▸ **TASK**
Quote the listing below word for word, stopping after the line that contains "pixels, x before".

▸ **DATA FOR PROCESSING**
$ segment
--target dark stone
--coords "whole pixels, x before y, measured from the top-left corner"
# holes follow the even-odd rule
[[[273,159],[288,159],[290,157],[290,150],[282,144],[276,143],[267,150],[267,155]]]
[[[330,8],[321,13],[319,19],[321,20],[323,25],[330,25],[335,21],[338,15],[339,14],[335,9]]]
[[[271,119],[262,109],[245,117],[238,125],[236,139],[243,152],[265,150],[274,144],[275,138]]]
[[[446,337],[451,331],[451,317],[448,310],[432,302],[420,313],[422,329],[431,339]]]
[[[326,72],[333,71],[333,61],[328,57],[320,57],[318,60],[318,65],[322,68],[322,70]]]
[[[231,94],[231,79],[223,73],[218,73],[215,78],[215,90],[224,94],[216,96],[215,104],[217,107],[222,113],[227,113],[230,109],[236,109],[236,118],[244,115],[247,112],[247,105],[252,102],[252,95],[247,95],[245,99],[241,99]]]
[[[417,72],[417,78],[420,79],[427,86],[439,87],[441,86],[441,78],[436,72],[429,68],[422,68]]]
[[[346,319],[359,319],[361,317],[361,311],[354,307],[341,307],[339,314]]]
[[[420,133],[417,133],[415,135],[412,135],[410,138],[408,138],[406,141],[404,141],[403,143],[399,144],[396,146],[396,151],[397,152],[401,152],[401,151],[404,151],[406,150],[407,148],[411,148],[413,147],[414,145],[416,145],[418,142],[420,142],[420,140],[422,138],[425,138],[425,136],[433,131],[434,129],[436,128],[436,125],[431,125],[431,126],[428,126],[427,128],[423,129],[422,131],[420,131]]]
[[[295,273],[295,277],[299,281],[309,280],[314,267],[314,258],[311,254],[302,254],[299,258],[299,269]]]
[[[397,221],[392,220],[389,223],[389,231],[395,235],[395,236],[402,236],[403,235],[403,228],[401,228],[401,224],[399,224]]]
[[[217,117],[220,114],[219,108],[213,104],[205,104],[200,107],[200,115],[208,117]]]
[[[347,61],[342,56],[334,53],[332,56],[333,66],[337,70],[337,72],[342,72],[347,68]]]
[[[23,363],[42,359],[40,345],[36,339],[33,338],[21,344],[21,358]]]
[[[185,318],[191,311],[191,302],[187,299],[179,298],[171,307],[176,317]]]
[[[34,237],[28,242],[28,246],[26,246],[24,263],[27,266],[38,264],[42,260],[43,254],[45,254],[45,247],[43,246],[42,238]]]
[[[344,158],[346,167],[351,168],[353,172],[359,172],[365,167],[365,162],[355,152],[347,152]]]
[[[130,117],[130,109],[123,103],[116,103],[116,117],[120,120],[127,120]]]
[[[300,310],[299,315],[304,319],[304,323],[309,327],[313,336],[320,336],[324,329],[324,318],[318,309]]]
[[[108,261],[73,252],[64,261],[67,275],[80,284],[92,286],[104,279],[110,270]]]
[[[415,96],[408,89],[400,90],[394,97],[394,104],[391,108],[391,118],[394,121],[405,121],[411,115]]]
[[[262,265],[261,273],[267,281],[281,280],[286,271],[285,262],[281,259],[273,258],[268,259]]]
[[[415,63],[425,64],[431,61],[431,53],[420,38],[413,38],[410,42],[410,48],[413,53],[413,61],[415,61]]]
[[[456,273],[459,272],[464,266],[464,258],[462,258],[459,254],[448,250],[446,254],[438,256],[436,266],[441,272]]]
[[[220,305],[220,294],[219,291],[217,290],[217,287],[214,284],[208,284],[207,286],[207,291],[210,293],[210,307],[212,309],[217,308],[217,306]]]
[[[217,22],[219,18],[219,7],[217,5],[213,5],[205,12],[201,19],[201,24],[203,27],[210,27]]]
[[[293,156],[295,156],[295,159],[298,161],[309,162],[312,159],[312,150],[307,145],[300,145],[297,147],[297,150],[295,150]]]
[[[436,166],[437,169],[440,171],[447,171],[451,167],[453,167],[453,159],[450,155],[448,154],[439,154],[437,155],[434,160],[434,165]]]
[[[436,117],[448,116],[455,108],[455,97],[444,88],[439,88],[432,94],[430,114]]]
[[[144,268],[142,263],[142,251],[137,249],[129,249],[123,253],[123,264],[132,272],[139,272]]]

▸ **TASK ANSWER**
$ segment
--target dark stone
--coords "whole pixels, x before y, measured from the top-left corner"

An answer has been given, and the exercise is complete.